* EXTRACTED RECORDS *
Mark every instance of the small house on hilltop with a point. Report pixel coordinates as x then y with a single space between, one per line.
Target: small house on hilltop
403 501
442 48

---

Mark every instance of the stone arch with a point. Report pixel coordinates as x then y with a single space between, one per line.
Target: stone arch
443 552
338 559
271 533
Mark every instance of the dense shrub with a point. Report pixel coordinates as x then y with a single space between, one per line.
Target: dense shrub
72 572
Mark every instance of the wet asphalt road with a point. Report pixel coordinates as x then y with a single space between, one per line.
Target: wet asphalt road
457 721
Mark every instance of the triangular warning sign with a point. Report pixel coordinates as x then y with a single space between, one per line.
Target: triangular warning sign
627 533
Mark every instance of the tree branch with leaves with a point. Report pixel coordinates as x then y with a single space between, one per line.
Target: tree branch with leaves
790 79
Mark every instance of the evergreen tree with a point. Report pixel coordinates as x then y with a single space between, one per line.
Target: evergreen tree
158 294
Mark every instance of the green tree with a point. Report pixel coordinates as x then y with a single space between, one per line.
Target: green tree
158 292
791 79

* EXERCISE *
Within the data above, the span starting at the line containing "Mark every instance of the dense" and ending at the line containing "Mark every instance of the evergreen" is to be retyped exactly, with no other lines.

* EXERCISE RESULT *
Mark every instance of the dense shrub with a point. Report pixel coordinates as x then y with a single space between, one per line.
Target: dense shrub
72 572
Mark every instance of the wet asphalt road with a point. Report pixel coordinates as x then y with a single space between, one per line.
Target: wet asphalt road
457 721
Mark every instance of the triangular warning sign with a point. Report pixel coordinates as x then y with a single space between, one per line.
Target: triangular warning sign
627 533
Mark every instance of the tree branch with leaves with a point. Report pixel coordinates as x then y with a single space between, one per line.
Target: tree branch with leaves
790 79
Mark every instance of the evergreen tree with a point. Report pixel coordinates as x then y with a single space between, one per line.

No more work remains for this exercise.